_WHAT TO DO_.
1 - Which book titles are named in the book reviews?
2 - In the book reviews, what does Maxwell Sim take a marketing job selling in the Shetlands?
3 - Write out the passage of the book reviews between "On his way back" and "and, ultimately, suicidal.", inclusive.

_TEXT TO READ_.
-*-*-
JONATHAN COE represents the pinnacle of British picaresque – his iconic novel about 80s Britain, What a Carve Up, hilariously and tragically skewered the stereotypes of the time while developing a narrator who is impossible not to care for even as you pity or despise him.

The Terrible Privacy of Maxwell Sim is on a par with that book: a barely believable (and often not at all credible) series of coincidences and fantastically odd situations converges on our narrator, Maxwell Sim, of Watford, who is as sad as he is boring.

On his way back from a failed bonding visit with his father in Australia, the recently single Sim meets a lovely girl in Singapore Airport: Poppy. He is delighted to discover a genuine spark with someone, a woman no less, and they stay in touch. Poppy introduces him to the story of Donald Crowhurst, a real-life adventurer who – on realising that he couldn’t complete his 1969 round-the-world sailing challenge alone — meticulously faked his log-books, became overtaken by loneliness and, ultimately, suicidal.

Meanwhile, Sim accepts a bizarre marketing gig selling toothbrushes in the Shetlands. As he reaches the farthest end of the country, he becomes obsessed with Crowhurst’s story, identifying his loneliness and impotence with the other man’s tragic failure.

Coe is a master of running comedic circles around real psychological drama. The shock ending of this book is an electrocuting jolt to close a clever, sad and often deeply funny novel.

BOG-STANDARD BRITAIN:
HOW MEDIOCRITY RUINED THIS GREAT NATION
BY QUENTIN LETTS
Constable, £7.99
by Alex Deane

THE DAILY Mail has a hard time of it. People are judged for reading it and judged for writing it. Yet I generally find it both powerful and sympathetic. Others, to put it mildly, disagree. If you like the Mail, you’ll like this book; if you don’t, you won’t.

Letts, a longstanding Mail columnist, has written a companion volume to his earlier book, “50 People Who Buggered Up Britain”. As with its predecessor, Bog-Standard Britain delivers on the promise of its title.

This is a tremendously angry book, written with vim and vigour. Parts are best read aloud, so as best to squeeze the wrath from each paragraph’s inevitable rhetorical question. If it doesn’t flow much, sometimes moving clunkily from one chapter to the next without appreciable connection, it’s to be expected from a past master at turning in weekly vituperative columns.
-*-*-
_EXCERPTED DATA_.
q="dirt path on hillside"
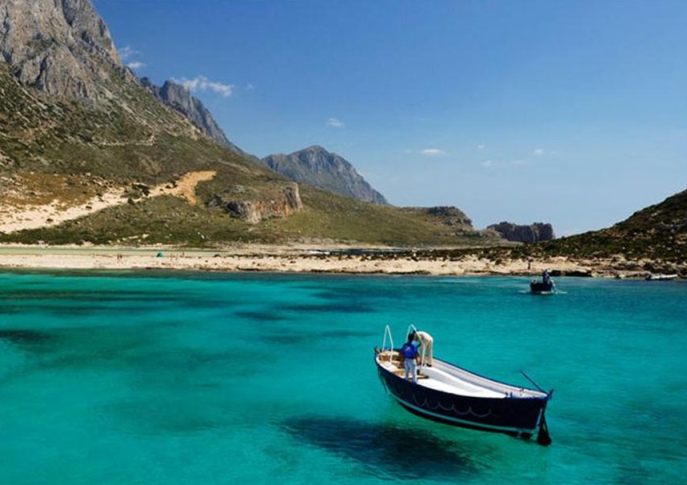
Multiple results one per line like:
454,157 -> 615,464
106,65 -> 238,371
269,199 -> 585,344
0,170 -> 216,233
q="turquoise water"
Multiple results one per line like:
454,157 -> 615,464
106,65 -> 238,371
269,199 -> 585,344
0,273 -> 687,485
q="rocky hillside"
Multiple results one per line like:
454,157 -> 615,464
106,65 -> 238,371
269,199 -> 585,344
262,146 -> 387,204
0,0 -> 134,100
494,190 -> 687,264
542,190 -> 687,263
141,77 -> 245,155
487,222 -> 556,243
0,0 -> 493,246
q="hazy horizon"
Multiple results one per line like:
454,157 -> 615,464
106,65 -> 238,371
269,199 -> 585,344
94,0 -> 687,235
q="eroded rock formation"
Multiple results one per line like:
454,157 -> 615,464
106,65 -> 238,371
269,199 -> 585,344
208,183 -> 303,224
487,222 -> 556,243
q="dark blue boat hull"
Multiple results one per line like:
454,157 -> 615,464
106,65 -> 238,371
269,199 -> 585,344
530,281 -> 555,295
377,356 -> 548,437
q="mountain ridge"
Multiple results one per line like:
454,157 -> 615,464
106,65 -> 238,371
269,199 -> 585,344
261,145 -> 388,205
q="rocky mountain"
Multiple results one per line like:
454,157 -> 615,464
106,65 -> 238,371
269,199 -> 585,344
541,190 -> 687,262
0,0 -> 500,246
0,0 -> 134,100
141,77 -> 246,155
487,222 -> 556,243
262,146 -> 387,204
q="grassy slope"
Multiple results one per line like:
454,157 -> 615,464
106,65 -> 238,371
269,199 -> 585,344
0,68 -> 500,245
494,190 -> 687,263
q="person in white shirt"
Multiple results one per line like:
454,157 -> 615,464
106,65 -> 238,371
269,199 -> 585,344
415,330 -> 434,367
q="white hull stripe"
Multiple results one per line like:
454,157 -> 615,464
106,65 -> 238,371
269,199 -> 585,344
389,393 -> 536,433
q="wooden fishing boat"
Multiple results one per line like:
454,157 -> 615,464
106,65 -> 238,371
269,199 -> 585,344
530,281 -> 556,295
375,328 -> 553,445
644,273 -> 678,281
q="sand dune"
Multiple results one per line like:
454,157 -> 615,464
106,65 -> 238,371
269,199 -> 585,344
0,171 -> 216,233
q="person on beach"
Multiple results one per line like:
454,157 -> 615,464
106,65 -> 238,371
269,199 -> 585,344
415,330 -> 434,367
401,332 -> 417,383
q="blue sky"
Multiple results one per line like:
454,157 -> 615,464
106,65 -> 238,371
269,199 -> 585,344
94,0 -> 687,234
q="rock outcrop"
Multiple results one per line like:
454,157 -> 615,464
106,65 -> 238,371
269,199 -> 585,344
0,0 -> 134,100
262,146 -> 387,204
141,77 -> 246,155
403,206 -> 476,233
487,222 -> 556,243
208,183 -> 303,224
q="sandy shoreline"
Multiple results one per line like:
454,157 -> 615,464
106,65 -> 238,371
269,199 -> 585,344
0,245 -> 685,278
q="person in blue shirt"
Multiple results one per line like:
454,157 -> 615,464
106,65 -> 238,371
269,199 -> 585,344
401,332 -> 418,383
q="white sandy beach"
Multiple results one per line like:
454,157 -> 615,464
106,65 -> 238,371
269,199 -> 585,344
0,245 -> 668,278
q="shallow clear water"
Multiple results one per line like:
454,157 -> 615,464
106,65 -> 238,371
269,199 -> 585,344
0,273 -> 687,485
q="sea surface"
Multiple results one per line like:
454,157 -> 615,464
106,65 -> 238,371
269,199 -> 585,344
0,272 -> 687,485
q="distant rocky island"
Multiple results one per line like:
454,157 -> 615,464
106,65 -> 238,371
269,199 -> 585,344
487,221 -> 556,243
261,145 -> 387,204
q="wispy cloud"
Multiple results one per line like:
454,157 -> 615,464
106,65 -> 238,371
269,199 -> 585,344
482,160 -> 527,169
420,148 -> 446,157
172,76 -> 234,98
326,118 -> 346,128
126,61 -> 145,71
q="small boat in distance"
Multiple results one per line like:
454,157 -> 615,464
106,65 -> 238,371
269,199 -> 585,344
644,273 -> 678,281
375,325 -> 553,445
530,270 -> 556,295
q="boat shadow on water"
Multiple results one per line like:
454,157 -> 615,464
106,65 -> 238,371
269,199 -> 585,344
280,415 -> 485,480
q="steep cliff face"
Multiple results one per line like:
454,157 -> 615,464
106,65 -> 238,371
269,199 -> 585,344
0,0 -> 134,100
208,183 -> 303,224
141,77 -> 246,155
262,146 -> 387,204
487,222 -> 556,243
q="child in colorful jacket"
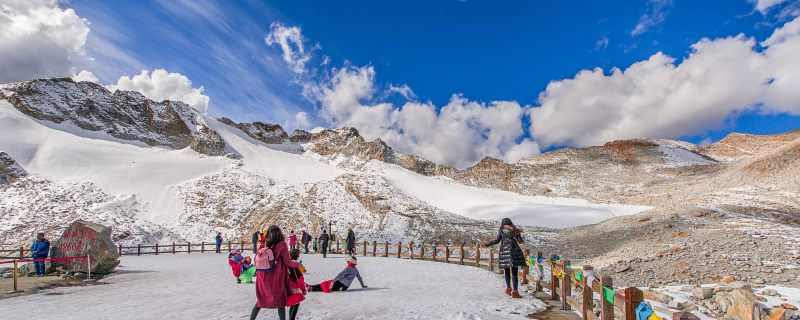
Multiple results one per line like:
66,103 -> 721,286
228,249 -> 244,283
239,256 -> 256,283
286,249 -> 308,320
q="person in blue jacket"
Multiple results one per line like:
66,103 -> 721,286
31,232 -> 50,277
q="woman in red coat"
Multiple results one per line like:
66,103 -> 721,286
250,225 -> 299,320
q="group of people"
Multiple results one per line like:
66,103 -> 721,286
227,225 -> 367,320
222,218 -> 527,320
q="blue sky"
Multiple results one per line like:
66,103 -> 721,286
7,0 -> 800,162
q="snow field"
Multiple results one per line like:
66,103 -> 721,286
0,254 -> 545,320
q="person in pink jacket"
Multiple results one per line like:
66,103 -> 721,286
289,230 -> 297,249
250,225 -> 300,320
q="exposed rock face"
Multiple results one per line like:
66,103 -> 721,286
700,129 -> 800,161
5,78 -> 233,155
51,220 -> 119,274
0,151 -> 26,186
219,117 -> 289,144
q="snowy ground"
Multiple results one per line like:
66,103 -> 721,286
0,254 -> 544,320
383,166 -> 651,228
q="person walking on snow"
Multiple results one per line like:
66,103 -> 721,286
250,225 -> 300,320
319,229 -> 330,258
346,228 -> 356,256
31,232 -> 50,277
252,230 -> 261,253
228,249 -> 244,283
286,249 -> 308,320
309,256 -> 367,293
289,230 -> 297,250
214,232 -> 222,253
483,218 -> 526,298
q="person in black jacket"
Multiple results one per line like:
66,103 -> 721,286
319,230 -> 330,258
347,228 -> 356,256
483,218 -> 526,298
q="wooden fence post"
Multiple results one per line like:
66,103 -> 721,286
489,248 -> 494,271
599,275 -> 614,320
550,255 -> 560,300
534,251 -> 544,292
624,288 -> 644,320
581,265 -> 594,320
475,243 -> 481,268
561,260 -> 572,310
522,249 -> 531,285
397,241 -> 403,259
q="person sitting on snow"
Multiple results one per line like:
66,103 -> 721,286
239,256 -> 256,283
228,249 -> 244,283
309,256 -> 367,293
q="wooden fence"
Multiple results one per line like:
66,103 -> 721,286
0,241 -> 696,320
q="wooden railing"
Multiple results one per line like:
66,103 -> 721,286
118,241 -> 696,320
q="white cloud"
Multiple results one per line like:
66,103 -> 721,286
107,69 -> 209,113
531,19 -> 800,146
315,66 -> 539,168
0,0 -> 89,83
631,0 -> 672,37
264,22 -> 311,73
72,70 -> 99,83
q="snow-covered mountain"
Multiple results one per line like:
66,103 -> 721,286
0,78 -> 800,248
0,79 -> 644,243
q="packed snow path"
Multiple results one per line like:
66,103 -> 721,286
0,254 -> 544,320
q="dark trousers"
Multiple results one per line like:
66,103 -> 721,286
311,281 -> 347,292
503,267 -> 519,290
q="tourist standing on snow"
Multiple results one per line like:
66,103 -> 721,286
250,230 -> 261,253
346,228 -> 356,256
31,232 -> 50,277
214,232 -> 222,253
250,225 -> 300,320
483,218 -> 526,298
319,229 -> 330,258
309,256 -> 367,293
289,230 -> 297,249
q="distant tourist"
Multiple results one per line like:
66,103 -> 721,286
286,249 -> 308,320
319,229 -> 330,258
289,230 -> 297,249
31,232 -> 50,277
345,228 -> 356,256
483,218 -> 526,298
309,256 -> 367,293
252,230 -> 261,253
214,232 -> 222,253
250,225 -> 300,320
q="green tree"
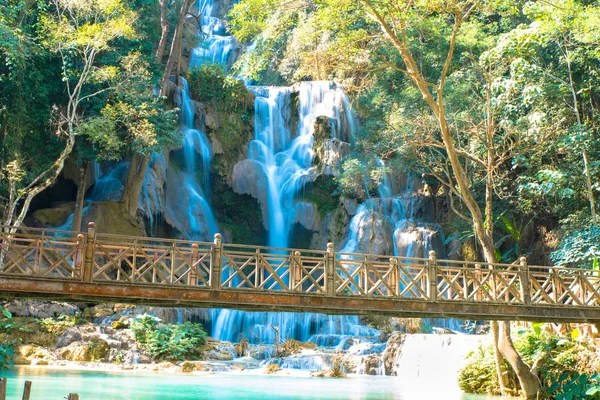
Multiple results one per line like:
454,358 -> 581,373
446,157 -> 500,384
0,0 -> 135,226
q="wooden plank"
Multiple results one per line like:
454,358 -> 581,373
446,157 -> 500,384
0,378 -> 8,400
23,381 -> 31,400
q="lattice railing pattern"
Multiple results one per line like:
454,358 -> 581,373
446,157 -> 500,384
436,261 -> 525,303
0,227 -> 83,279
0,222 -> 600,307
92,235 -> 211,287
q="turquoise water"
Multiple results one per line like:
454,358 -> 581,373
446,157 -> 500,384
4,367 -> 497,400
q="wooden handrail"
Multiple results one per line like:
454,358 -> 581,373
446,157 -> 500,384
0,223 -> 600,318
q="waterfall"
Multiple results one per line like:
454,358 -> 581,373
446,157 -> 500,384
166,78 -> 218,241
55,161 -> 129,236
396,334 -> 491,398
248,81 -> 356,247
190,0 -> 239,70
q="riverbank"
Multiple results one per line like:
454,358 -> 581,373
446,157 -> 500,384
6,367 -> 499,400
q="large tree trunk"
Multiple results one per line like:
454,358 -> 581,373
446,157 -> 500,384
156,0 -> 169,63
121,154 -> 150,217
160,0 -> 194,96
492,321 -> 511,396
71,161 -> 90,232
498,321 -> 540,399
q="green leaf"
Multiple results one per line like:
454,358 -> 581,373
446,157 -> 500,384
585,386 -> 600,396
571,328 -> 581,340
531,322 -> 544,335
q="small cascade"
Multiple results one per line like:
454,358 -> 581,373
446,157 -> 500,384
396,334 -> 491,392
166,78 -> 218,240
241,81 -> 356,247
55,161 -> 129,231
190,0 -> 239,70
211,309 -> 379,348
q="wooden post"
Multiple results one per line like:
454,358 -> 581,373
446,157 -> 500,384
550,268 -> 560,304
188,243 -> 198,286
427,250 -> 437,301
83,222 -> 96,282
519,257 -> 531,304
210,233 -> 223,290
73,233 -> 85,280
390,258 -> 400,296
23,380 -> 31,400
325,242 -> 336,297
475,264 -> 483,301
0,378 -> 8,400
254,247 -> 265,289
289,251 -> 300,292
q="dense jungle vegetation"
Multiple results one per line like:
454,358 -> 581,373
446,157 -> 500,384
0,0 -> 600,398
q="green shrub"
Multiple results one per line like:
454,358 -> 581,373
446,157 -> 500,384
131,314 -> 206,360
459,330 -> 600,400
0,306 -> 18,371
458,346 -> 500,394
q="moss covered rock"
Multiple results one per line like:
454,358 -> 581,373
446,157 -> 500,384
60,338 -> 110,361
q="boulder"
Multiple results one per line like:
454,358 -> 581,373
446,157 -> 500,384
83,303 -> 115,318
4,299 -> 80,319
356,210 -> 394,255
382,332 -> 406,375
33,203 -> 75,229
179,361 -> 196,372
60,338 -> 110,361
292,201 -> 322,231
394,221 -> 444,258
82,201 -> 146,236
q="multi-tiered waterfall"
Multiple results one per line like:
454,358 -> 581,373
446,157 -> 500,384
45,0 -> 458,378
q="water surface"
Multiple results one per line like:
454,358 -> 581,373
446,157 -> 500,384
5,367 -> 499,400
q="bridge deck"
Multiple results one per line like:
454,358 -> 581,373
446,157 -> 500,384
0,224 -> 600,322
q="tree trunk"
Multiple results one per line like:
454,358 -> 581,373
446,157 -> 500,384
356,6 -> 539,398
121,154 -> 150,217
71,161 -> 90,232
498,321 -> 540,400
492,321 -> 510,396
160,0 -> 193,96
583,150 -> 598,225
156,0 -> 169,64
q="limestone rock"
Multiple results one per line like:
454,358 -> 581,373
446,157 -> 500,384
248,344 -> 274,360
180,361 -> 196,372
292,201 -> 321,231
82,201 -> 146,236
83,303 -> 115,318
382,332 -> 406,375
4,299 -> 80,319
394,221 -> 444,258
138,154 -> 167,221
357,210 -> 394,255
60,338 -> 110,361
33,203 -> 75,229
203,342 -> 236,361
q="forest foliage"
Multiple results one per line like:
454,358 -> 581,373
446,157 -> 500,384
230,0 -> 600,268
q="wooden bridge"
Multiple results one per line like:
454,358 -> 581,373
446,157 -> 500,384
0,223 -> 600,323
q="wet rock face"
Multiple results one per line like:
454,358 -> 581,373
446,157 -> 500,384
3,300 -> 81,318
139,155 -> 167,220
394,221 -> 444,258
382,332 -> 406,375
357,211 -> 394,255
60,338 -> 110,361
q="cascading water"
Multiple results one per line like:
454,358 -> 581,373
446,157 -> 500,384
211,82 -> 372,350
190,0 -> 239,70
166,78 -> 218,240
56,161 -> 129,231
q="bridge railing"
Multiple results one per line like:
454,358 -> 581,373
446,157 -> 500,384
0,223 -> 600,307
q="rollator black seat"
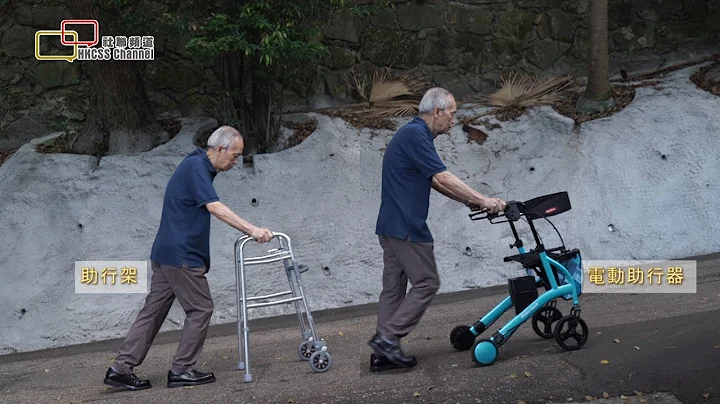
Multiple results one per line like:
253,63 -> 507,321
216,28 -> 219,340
-*-*-
_EXERCISE ANSWERS_.
1 -
What a Carve Up
The Terrible Privacy of Maxwell Sim
Bog-Standard Britain: How Mediocrity Ruined This Great Nation
50 People Who Buggered Up Britain

2 - Toothbrushes.

3 -
On his way back from a failed bonding visit with his father in Australia, the recently single Sim meets a lovely girl in Singapore Airport: Poppy. He is delighted to discover a genuine spark with someone, a woman no less, and they stay in touch. Poppy introduces him to the story of Donald Crowhurst, a real-life adventurer who – on realising that he couldn’t complete his 1969 round-the-world sailing challenge alone — meticulously faked his log-books, became overtaken by loneliness and, ultimately, suicidal.